* Directive: Copy the theater review starting with "Finding Mr. Right" and going on through "the twenty-first century.", substituting "Ivoryton Theater" for every "Ivoryton Playhouse".

Monday, April 30, 2018

Finding Mr. Right

Love Quest -- Ivoryton Playhouse -- Thru May 13

Are you into chick flicks? Well, if you are – and, truth be told, I am – then you should make your way out to the Ivoryton Playhouse to catch “Love Quest,” a play by Mary Maguire and Steven McGraw that has all the chick-flick elements and more than a dash of humor. Under the able direction of Jacqueline Hubbard, the Playhouse’s artistic director, the two-act play that details the quest of two ladies of disparate ages to find, if not true love, at least a date that doesn’t end in disaster, or extreme distaste, is an easy-going evening of theater that chronicles the ‘dating game’ as it is played on-line in the twenty-first century.

That this is chick-flick material is acknowledged from the first scene in which Kate (Linda Purl) and her daughter Megan (Susan Slotoroff) are in Kate’s kitchen considering the next step in Kate’s life after her husband had left her for a younger woman. Kate’s anxiety is currently being handled by consumption of Krispy Kreme donuts, but Megan wants her mother to “get back out there.” The answer is to register with an on-line dating service called Love Quest that, once you enter your profile, will algorithmically match you up with your perfect date (Not!).

At the same time, Brook (Jes Bedwinek), a high-end fashion designer, is looking for someone, a ‘hunk’ to be exact, to accompany her to an upcoming awards ceremony – think meat on her arm. Her assistant, Bove (Mike Mihmn), who sashays around the office providing her with coffee and fabric samples, questions her need to log onto Love Quest to find said ‘hunk,’ but Brook is determined. This set-up is a bit of a stretch. A top-of-the-line fashion designer should have her pick of ‘hunks’ to escort her to the ceremony but, if we stayed with logic then much of the play couldn’t go forward.

In any event, the two ladies set sail on their individual odysseys onto the uncertain (and perhaps treacherous) sea of dating with less than surprising results. In other words, there appears to be no safe harbor. Kate and Brook meet a series of males (played extremely well by Josh Powell) who, for one reason or another, make female flesh cringe and crawl. The evenings, presented in a series of quick scenes, are all disastrous, especially the very funny speed-dating scenes where both Purl and Bedwinek, in individual scenes, create the lotharios and losers they are confronted with during the timed interaction.

[Excerpts of location labeling data]
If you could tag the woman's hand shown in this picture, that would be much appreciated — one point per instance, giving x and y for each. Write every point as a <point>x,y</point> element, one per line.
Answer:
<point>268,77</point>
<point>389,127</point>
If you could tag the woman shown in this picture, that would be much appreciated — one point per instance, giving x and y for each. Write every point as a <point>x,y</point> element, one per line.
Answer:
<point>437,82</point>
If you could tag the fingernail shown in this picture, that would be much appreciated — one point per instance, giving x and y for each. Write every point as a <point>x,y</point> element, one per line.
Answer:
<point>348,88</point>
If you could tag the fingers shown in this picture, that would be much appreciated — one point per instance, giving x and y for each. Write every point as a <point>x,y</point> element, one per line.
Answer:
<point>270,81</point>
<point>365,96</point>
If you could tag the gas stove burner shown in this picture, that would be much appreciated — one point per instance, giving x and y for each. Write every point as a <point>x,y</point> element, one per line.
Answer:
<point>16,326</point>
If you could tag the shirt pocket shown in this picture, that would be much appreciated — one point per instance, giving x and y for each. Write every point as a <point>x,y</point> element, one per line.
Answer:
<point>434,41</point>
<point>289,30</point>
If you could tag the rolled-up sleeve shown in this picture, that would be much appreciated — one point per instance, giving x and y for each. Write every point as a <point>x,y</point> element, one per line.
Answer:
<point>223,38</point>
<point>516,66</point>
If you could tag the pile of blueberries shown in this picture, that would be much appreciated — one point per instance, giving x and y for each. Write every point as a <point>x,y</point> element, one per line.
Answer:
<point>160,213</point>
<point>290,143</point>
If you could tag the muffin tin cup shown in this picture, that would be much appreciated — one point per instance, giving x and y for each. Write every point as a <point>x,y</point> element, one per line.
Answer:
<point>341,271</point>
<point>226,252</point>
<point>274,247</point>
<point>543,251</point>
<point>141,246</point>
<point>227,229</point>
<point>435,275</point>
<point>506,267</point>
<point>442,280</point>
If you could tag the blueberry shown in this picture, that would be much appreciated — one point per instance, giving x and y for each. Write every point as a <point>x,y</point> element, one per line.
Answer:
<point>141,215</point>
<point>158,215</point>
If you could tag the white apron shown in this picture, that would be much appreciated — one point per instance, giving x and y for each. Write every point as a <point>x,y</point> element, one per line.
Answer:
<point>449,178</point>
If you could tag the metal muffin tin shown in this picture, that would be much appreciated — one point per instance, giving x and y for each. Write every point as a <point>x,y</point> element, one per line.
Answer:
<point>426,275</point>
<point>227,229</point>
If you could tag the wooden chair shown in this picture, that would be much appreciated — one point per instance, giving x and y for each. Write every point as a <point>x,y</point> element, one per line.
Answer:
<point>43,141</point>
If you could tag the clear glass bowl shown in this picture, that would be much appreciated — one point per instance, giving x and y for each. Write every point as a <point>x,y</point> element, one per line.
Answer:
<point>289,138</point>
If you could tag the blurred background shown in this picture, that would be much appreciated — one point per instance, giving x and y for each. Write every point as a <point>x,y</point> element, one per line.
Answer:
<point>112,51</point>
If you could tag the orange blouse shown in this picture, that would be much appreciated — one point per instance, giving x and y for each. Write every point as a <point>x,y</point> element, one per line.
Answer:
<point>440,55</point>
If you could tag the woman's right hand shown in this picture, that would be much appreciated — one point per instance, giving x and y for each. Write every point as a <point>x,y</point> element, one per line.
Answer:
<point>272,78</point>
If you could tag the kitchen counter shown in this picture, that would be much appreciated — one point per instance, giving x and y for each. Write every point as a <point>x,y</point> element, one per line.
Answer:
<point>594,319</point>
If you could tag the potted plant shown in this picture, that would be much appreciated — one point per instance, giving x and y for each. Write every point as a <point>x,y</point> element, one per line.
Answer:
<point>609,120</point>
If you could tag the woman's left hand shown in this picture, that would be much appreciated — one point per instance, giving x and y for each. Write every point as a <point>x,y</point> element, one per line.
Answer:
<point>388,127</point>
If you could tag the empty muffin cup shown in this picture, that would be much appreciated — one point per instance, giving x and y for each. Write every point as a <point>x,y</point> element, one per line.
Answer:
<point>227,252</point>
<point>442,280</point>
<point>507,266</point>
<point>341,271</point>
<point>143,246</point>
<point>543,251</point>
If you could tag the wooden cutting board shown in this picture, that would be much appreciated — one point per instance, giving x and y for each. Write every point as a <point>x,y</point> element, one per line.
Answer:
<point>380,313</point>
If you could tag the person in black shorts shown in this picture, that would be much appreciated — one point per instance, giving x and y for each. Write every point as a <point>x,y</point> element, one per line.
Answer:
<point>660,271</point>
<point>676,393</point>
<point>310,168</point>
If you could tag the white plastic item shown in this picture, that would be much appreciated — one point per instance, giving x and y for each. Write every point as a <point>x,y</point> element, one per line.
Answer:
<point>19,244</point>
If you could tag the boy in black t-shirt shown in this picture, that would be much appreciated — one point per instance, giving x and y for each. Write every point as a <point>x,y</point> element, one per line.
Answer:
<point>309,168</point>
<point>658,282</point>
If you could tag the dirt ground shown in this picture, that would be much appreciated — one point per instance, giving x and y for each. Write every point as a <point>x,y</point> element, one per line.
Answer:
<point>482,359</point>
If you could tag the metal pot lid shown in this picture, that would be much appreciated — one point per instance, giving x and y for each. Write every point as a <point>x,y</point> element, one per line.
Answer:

* Complete output:
Finding Mr. Right

Love Quest -- Ivoryton Theater -- Thru May 13

Are you into chick flicks? Well, if you are – and, truth be told, I am – then you should make your way out to the Ivoryton Theater to catch “Love Quest,” a play by Mary Maguire and Steven McGraw that has all the chick-flick elements and more than a dash of humor. Under the able direction of Jacqueline Hubbard, the Playhouse’s artistic director, the two-act play that details the quest of two ladies of disparate ages to find, if not true love, at least a date that doesn’t end in disaster, or extreme distaste, is an easy-going evening of theater that chronicles the ‘dating game’ as it is played on-line in the twenty-first century.